Notebooks have become an essential component of cloud-based AI research and analysis, so data scientists and developers should know how to use them if they deploy machine learning models on AWS.
Perhaps one of the most popular options today is Jupyter Notebook, an open source tool data scientists use to work with machine learning models and to process and analyze data. Jupyter notebooks are easy to share and teams can use them to collaborate on live code. Jupyter Notebook essentially provides an environment to document and run your code, then visualize those results.
Some Amazon cloud services, such as Amazon SageMaker, integrate Jupyter Notebook into their machine learning capabilities. SageMaker, AWS' managed machine learning service, relies on Jupyter Notebook capabilities for data visualization, statistical modeling, model training and more. And even though AWS continues to expand SageMaker's capabilities, users should still learn how to host their own Jupyter notebooks on AWS to get the most out of machine learning in the cloud.
In this tutorial, we will create a Jupyter notebook on an Amazon EMR cluster based on a small EC2 instance. Users can modify the size and capability of the hardware that supports the cluster depending on their workload.
To get started, we will create an EMR cluster in VPC mode using a private subnet with an attached network address translation (NAT) gateway so it can download a sample notebook from GitHub.

• Object position labeling records:
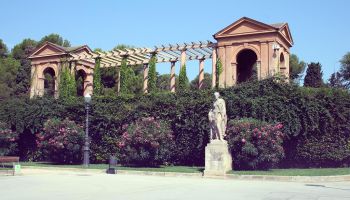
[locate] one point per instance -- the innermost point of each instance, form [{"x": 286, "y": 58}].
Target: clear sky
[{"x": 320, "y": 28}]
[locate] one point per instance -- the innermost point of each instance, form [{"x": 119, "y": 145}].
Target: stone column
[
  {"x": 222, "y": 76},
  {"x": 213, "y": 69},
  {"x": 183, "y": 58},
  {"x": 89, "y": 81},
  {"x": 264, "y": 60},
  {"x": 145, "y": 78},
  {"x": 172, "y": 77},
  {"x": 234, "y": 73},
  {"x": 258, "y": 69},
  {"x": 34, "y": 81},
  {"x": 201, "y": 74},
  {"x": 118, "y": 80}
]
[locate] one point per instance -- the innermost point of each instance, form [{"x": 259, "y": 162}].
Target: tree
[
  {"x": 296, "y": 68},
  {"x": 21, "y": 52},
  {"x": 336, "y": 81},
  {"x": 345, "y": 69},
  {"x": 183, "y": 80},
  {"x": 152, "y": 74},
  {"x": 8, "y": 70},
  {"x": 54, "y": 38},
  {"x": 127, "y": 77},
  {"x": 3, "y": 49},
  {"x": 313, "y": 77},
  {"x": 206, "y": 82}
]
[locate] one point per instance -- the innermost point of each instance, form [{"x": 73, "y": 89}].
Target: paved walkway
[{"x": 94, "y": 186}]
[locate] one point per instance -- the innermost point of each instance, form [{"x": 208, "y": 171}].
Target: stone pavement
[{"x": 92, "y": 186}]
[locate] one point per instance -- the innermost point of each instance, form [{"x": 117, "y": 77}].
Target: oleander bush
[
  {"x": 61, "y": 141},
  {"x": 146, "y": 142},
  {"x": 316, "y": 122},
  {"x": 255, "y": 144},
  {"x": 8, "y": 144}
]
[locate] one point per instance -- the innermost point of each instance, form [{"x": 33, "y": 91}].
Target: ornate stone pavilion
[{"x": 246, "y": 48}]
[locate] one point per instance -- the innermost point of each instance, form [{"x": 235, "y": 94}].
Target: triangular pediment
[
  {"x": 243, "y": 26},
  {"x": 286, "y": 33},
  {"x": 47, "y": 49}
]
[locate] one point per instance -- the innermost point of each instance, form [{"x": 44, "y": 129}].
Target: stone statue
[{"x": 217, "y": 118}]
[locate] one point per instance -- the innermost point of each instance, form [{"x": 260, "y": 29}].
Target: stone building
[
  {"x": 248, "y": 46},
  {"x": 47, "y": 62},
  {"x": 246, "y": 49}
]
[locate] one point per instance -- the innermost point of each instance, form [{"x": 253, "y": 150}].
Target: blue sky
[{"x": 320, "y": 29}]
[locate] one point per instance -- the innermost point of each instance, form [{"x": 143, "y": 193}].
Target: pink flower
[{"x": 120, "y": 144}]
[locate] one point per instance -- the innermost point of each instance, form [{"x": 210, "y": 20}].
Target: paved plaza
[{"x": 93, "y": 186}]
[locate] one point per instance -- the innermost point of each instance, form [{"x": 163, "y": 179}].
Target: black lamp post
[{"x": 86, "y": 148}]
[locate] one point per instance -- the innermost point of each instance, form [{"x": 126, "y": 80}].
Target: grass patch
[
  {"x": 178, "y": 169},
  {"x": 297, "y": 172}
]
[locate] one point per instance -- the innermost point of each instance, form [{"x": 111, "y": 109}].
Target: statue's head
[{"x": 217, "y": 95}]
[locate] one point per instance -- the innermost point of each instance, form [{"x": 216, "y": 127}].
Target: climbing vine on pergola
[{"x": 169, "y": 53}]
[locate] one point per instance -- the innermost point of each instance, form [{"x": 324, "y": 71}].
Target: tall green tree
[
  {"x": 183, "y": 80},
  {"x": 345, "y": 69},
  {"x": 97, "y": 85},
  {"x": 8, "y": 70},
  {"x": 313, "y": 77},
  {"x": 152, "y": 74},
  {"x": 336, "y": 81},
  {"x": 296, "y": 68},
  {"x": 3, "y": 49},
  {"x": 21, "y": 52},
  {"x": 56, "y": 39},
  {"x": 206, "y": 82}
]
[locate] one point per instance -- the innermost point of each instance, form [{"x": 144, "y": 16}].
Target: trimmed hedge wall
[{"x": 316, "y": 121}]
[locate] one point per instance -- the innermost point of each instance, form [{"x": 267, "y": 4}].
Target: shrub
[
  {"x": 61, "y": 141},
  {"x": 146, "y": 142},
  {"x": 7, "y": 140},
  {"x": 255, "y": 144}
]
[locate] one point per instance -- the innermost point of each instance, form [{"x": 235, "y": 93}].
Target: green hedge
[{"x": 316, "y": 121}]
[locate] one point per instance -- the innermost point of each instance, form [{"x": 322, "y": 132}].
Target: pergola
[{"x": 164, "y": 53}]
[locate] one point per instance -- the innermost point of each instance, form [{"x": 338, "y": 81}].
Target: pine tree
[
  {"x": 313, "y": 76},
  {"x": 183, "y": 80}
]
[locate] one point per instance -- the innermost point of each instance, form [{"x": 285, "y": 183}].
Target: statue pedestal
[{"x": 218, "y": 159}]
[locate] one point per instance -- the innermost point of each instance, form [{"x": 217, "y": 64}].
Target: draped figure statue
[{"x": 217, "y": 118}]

• Task prompt:
Repeat the part of the Jupyter notebook tutorial between "Some Amazon cloud" and "in the cloud.", inclusive. The records were drawn from a separate source.

• Task output:
Some Amazon cloud services, such as Amazon SageMaker, integrate Jupyter Notebook into their machine learning capabilities. SageMaker, AWS' managed machine learning service, relies on Jupyter Notebook capabilities for data visualization, statistical modeling, model training and more. And even though AWS continues to expand SageMaker's capabilities, users should still learn how to host their own Jupyter notebooks on AWS to get the most out of machine learning in the cloud.